= Data supplied =
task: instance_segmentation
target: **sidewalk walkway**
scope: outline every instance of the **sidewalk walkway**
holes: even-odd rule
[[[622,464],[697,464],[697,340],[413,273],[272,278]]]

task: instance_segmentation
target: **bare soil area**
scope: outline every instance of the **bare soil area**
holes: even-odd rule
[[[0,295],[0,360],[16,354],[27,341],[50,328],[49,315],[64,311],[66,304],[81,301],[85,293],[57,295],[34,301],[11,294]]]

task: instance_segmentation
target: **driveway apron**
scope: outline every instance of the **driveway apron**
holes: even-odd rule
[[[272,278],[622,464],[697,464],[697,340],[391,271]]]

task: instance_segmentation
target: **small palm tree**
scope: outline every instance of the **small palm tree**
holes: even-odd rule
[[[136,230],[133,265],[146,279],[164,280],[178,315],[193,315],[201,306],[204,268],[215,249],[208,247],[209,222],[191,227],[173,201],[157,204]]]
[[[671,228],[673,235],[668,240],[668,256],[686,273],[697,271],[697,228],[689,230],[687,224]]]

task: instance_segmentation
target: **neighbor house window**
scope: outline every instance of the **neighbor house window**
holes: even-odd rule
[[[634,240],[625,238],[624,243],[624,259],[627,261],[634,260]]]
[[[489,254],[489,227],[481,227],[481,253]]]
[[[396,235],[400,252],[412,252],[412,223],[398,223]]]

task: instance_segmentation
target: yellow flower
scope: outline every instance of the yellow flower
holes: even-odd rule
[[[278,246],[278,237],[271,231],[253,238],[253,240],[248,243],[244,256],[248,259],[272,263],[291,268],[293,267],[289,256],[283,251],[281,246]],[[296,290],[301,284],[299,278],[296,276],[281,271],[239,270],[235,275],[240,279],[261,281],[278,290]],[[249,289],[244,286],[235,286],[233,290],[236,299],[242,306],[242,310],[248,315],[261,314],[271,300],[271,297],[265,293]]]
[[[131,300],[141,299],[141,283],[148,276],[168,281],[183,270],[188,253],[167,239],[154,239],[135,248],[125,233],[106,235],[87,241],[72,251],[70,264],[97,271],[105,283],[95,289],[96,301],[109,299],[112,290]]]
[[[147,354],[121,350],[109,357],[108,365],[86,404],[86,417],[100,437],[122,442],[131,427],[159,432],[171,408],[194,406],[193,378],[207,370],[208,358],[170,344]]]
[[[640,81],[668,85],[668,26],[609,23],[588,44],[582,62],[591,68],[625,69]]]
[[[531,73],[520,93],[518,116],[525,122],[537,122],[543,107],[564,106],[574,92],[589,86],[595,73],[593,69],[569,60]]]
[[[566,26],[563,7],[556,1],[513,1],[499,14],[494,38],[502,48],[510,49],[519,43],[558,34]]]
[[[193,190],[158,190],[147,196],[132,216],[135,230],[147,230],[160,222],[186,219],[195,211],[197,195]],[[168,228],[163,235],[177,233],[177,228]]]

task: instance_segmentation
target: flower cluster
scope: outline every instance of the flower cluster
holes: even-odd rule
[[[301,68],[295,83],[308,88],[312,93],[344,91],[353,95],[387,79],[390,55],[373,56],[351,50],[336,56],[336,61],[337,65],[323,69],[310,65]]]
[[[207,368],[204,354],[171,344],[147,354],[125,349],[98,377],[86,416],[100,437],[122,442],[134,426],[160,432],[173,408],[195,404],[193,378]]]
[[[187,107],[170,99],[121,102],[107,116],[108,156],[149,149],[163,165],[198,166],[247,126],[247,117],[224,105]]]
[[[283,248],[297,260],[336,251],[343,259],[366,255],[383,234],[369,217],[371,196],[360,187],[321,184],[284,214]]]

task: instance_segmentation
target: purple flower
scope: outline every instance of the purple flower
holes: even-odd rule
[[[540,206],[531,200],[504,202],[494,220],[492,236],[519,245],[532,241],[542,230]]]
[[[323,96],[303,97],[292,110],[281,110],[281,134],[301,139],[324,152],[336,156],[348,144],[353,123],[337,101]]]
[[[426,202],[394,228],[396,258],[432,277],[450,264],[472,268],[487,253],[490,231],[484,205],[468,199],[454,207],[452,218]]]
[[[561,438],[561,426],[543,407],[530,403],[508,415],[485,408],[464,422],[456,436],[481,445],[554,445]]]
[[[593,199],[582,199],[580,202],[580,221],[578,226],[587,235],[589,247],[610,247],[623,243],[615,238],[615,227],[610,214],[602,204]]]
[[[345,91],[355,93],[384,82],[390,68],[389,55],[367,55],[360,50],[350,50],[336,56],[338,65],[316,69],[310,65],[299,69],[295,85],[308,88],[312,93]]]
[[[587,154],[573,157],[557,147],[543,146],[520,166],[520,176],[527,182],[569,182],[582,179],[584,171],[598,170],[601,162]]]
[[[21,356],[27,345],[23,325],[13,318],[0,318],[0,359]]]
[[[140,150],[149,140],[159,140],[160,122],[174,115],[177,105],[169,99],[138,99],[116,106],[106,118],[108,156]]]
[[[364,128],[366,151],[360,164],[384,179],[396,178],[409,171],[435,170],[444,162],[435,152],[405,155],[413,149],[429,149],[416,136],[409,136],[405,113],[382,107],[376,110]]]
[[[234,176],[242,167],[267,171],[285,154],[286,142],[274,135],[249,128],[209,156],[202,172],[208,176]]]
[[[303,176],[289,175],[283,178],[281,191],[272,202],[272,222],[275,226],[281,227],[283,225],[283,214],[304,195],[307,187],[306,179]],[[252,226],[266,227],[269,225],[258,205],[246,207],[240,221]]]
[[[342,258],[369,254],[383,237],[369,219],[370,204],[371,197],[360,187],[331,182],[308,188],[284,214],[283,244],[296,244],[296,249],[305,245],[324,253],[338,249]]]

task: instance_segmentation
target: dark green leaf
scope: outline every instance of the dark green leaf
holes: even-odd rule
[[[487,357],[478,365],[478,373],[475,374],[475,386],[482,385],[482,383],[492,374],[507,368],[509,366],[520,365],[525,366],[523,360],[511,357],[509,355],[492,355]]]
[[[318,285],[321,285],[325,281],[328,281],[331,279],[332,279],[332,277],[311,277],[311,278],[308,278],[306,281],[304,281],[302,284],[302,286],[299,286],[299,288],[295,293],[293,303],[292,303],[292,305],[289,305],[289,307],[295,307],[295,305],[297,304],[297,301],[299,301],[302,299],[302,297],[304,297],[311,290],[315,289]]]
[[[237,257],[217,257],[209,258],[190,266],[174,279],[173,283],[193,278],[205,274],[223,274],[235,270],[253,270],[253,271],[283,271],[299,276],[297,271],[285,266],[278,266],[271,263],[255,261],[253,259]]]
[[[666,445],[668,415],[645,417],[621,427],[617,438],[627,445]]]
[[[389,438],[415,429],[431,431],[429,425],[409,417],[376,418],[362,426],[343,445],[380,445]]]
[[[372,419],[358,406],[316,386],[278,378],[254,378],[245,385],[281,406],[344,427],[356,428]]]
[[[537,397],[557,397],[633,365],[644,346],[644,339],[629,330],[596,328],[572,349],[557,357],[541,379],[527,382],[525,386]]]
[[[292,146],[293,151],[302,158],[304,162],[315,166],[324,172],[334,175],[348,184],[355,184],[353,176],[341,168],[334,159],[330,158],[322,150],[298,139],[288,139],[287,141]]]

= What is being asked =
Copy the records from their first line through the line containing "[[[272,278],[622,464],[697,464],[697,340],[391,271]]]", both ends included, and keep the request lines unchanged. In the answers, increase every polygon coordinate by 132.

= Expected output =
task: instance_segmentation
target: **sidewalk walkway**
scope: outline every instance of the **sidewalk walkway**
holes: even-odd rule
[[[754,596],[829,596],[829,472],[545,405],[404,410]]]

task: instance_segmentation
target: **bare soil area**
scope: outline every instance of the **bare soil area**
holes: even-odd rule
[[[132,427],[132,492],[148,486],[159,473],[182,460],[181,447],[196,443],[198,436],[213,433],[217,425],[189,427],[166,433],[143,426]]]

task: instance_segmentation
target: **driveway apron**
scope: outline every instance of the **driveway apron**
holes: even-odd rule
[[[404,410],[754,596],[829,596],[829,472],[523,403]]]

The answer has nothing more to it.